##### SOURCE EXTRACT #####
Drinking hot beverages to cool down –  madness! I suppose this is an example of having no choice in a matter so pretending the outcome is what you wanted is a delusional comfort.

Violence as entertainment – I know the biological and psychological theories why we are attracted to fights and brutality but it don’t do no good. Gladiator fights or shoot-em-up movies – they are all the same to me.

Justin Bieber – self explanatory.

Someone’s mania for rubber ducks – Dr. Fisher, psychoanalyst, said it best: there is no accounting for taste.

What we will or will not buy – people take great umbrage if the price of gas or bananas go a certain way but then think nothing of buying overpriced bottles of water.

Patient preferences – I often hear from patients they are skeptical to take evil pharmaceuticals but think nothing of buying crap off the sleep laced with god-only knows what or they buy non regulated supplements of which they don’t know the ingredients.  Patients are awfully picky what they will put in their bodies – and it still bewilders me the logic -or lack thereof.

Eating raw fish – I’ve studied parasites; I know what happens.

JWs (Jehovah Witnesses) – I may be wrong on this (and I hope I am) but don’t the JWs believe only a finite number of people go to heaven? I would think by now that’s been met. So why bother?  I would soon change religion to one that had more hope to it. And they don’t do no holidays.

Modern art – yes I’m one of those types who walks through the art museum into the galleries with the helicopter crashes, the blood-heads, and the canvases with one paint stroke on them and wonder what on earth is going on here.

Well that’s my ten.

Here is the thing I find the most bewildering; it is the thing I most don’t get –

Wasting life – I loved to learn and grow at an early age. I see all of life as a growing experience.  Apparently not many agree.  They go through the motions of mundane living, content to watch TV and play video games. Forty years later, in retirement, they are still watching TV until they die.

They don’t seem unhappy – nay, they look content.
#####
* TASK INSTRUCTIONS
1. Rewrite the stretch of the passage on bewildering habits from "Violence as entertainment" through "accounting for taste.", putting "garden gnomes" in place of "rubber ducks".
2. Extend the passage on bewildering habits, picking up after its final sentence.
The listing has no connection to the passage on bewildering habits.
##### EXCERPTED RECORDS #####
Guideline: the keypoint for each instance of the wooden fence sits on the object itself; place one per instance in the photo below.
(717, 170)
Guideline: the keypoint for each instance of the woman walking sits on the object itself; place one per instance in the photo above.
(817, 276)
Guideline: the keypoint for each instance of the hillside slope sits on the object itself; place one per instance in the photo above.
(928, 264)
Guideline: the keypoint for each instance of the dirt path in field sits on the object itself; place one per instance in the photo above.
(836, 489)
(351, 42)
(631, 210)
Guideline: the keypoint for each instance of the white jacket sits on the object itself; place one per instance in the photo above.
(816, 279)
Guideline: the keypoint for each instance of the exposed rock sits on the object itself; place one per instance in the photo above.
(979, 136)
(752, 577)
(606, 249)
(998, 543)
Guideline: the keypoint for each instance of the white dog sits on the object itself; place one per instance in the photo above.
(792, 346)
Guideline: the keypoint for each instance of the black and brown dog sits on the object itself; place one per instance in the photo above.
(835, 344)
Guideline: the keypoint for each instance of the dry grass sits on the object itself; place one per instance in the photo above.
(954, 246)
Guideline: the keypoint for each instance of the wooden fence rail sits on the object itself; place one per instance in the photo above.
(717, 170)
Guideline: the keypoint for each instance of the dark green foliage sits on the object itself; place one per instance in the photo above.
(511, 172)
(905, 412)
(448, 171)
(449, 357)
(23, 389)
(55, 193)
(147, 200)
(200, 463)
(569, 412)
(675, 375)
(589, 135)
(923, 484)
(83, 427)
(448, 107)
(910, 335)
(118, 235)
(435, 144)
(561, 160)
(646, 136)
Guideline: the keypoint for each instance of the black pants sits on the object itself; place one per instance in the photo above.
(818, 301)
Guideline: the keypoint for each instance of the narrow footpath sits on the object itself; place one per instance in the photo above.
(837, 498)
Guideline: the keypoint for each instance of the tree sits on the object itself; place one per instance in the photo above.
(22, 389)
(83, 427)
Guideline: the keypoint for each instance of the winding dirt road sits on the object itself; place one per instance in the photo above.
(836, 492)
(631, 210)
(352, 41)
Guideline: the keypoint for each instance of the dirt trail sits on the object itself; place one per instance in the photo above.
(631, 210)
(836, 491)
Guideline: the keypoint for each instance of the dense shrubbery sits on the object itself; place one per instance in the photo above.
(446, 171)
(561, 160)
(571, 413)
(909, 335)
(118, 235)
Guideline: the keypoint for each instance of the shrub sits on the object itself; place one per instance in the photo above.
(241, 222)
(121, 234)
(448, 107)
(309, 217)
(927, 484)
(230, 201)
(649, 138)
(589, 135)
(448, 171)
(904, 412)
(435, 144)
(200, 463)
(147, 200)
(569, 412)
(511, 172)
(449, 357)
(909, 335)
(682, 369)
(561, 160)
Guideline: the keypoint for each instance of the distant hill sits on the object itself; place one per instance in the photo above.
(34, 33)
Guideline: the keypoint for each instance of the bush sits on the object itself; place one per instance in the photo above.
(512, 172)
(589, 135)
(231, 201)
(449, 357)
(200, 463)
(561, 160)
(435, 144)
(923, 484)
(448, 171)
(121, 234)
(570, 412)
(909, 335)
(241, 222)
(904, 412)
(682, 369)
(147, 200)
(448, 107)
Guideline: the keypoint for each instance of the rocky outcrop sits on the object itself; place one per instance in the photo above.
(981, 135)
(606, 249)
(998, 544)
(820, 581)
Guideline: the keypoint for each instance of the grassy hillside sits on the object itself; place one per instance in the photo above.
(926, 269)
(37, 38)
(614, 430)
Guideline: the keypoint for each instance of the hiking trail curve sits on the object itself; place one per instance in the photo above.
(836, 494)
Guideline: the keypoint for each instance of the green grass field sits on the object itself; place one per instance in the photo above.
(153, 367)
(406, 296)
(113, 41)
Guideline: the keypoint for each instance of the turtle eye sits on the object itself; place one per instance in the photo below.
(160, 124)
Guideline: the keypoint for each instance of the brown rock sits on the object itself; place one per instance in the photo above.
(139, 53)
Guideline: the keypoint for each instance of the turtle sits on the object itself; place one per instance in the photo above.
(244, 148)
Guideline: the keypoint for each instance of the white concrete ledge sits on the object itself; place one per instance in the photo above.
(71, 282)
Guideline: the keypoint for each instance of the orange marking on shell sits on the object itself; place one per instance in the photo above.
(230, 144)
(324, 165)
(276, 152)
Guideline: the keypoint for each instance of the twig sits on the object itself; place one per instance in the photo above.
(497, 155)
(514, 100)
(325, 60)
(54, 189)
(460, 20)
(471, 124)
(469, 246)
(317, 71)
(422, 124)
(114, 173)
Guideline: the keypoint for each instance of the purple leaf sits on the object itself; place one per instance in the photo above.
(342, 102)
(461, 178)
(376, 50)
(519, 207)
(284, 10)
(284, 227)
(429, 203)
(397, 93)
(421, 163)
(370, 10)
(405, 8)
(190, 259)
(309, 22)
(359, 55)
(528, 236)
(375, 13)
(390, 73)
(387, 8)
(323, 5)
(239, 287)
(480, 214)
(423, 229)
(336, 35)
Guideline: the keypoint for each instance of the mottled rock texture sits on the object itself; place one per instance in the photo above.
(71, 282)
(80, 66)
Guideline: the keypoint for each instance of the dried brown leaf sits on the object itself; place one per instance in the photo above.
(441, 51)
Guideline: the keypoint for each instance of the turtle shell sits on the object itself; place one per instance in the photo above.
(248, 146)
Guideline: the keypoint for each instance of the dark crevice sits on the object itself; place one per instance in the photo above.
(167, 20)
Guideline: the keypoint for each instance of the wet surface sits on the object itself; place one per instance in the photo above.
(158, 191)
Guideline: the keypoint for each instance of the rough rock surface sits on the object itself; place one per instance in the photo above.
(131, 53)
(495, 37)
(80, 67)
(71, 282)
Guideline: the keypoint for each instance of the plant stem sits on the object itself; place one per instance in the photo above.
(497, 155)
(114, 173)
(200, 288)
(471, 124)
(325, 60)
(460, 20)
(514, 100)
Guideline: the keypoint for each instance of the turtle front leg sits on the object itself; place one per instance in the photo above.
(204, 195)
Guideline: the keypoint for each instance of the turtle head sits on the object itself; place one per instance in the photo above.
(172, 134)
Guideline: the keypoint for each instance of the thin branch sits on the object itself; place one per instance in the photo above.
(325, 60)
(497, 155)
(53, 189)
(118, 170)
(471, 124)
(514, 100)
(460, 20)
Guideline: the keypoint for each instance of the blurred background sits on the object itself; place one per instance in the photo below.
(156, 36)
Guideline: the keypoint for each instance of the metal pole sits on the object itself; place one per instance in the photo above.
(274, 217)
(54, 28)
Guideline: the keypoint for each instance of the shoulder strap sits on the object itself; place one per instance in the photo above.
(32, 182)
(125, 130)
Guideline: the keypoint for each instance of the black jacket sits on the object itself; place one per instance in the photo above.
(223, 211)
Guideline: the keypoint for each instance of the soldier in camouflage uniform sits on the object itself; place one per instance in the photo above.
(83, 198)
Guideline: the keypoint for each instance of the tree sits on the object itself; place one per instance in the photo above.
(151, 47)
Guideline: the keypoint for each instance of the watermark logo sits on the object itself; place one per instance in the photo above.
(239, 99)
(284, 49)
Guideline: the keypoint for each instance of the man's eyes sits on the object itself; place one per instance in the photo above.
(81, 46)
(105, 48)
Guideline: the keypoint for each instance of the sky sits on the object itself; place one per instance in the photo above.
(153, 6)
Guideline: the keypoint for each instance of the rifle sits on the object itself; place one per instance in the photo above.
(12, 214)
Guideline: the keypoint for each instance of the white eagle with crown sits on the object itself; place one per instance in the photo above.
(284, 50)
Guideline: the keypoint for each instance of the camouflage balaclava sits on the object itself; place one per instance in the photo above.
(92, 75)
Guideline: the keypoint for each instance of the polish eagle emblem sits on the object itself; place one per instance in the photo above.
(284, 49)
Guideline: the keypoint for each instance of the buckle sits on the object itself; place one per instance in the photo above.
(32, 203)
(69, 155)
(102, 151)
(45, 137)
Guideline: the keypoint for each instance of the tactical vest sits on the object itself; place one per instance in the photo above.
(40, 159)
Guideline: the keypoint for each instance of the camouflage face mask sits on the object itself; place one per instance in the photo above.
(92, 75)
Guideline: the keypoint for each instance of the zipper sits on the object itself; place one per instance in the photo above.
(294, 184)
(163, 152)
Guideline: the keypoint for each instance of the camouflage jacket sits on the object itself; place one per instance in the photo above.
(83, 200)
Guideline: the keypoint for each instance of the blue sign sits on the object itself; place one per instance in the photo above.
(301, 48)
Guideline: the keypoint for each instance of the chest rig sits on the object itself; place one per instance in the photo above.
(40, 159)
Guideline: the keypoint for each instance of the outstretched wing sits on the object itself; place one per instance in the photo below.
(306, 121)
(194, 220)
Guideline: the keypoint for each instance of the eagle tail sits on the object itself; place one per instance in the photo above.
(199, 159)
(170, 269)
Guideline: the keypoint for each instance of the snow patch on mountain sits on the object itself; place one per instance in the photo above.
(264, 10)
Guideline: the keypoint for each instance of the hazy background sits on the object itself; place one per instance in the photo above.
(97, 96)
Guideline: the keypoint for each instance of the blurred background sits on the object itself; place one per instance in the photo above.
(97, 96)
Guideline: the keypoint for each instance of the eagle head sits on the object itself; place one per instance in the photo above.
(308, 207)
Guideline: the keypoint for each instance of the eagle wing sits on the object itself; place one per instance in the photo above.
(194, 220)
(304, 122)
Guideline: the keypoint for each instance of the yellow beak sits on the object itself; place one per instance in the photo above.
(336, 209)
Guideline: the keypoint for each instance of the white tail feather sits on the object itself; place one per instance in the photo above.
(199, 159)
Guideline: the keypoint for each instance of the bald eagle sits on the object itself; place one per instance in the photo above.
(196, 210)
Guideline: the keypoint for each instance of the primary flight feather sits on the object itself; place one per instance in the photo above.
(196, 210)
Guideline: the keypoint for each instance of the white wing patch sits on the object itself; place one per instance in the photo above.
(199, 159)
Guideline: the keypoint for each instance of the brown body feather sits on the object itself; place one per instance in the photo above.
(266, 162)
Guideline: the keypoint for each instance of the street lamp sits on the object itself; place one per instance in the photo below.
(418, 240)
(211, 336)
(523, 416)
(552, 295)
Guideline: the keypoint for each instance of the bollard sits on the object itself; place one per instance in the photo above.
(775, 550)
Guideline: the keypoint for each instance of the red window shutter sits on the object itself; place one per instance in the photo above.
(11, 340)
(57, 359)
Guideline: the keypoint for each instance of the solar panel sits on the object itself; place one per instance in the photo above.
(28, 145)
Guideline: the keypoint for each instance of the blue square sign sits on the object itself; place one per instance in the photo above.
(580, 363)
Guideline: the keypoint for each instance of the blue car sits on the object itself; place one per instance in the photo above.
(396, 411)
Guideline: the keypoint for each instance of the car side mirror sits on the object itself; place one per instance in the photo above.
#####
* LIST OF ANSWERS
1.
Violence as entertainment – I know the biological and psychological theories why we are attracted to fights and brutality but it don’t do no good. Gladiator fights or shoot-em-up movies – they are all the same to me.

Justin Bieber – self explanatory.

Someone’s mania for garden gnomes – Dr. Fisher, psychoanalyst, said it best: there is no accounting for taste.

2.
A life without meaning or Journey is perhaps the thing I don’t get most.

 

*Freudian reference which turns out not usually true. A better explanation is our desire for attention.

What do you say when you know you will never see the person you before you? Do you pretend there may be a reunion or do you bluntly acknowledge the end and act accordingly ?

The Lovely Neighbor drives to Virginia tomorrow and that is that. I doubt she will ever return to Arizona.

This evening we had her over for a drink before she leaves in the morning. We made her late mother’s oyster dip and we had drank some bourbon. It felt like the last supper. We did not talk about this situation. Rather we joked about this and that; we laughed and rolled our eyes at Hair Furor’s latest outrage. Once in awhile I slipped in a thank you and a mention of how grateful I was for having her in my life. I said I would miss her. But these slips were not continued or even acknowledged; the superficial chats and banter continued.

At the end of our little Tom Sawyer funeral she became tearful and announced she had to go. I tactfully did not point out her tears. I gave her a long hug, the type Wotan gives to Brunhilde before he leaves her forever.  There were promises on both sides to keep in touch and do come visit etc.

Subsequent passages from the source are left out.